## What is needed:
Swap "marker" for "dot" in the lines starting with the one that contains "of the window" and ending with the one that contains "<point>201,173</point>". Write out only those lines, with nothing else changed.

## Data extract:
>> Start

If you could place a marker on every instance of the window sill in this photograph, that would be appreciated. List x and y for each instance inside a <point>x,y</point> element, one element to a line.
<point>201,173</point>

>> End
>> Start

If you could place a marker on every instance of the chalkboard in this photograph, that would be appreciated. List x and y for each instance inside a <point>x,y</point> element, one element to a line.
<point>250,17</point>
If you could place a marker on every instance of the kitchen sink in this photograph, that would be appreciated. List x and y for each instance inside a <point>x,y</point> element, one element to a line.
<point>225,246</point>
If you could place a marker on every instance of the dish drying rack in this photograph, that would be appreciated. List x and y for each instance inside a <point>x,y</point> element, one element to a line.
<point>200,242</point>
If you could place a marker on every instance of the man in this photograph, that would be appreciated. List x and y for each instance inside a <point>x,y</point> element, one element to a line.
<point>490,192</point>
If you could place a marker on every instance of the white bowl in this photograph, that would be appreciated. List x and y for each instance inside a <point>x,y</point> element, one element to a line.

>> End
>> Start

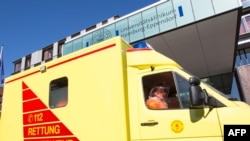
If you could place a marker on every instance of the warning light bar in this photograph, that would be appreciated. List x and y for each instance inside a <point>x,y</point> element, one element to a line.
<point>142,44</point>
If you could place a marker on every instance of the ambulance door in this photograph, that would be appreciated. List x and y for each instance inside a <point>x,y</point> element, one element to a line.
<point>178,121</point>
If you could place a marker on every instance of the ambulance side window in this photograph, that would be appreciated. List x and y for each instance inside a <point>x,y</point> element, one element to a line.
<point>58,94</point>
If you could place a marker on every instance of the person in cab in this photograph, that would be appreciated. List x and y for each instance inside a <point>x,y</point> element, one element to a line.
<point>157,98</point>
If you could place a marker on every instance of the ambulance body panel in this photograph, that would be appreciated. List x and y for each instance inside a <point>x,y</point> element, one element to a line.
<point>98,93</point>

>> End

## Exercise solution:
If you could place a dot on every instance of the window sill in this photograph, that would be appreciated. List x and y for each instance inside a <point>x,y</point> element, one element to a line.
<point>201,173</point>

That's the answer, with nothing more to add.